**REQUIREMENTS**.
A: In the relay program post, how long is the delay between each relay turning on?
B: From the relay program post, write out the part that starts with the words containing "I can't determine" and ends with "is switched off.".
Start TEXT BLOCK
I can't determine why this program doesn't work the way I'm thinking it should. I need to turn on four relays with a 15 second delay in between each turn on. I've also got it set up where you need to push a button to start the program. It appears that the BS2 "times out" or resets before all relays light. Is this something into the BS2?

'What's a Microcontroller - International Power delayed Relay Switching.bs2
'Activate circuit with reset switch, timed delay of four relays then hold them in on state
'till reset or power is switched off.

' {$STAMP BS2}
' {$PBASIC 2.5}


DEBUG "Delayed turn on of four relays after pressing start button!"
End TEXT BLOCK
Start DATA PROVIDED
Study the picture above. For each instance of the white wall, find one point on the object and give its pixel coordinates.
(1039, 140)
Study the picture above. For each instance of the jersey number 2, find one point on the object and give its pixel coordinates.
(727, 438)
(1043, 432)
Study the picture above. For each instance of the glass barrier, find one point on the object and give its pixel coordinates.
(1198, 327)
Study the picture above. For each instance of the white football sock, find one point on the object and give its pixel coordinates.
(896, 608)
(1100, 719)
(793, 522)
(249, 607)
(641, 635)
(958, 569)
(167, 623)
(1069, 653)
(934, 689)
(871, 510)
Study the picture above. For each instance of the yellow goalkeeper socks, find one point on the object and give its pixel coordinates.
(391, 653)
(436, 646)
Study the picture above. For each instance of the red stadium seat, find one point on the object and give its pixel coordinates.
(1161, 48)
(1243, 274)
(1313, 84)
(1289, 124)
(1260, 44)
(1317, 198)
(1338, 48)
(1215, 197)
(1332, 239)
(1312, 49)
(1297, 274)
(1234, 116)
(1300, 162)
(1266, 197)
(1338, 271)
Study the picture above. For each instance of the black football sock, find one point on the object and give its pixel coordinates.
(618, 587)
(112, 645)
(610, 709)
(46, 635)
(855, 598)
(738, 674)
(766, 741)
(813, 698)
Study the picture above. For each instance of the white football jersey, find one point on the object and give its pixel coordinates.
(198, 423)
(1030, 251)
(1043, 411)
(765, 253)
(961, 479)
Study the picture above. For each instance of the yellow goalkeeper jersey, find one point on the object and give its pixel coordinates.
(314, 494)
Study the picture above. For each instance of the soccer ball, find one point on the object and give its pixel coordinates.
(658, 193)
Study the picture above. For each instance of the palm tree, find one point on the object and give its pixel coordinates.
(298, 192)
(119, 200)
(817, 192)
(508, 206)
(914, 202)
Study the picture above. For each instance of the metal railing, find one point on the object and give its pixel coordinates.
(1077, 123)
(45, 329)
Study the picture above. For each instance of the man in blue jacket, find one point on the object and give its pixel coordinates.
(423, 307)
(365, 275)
End DATA PROVIDED
**ANSWERS**.
A: 15 seconds.

B:
I can't determine why this program doesn't work the way I'm thinking it should. I need to turn on four relays with a 15 second delay in between each turn on. I've also got it set up where you need to push a button to start the program. It appears that the BS2 "times out" or resets before all relays light. Is this something into the BS2?

'What's a Microcontroller - International Power delayed Relay Switching.bs2
'Activate circuit with reset switch, timed delay of four relays then hold them in on state
'till reset or power is switched off.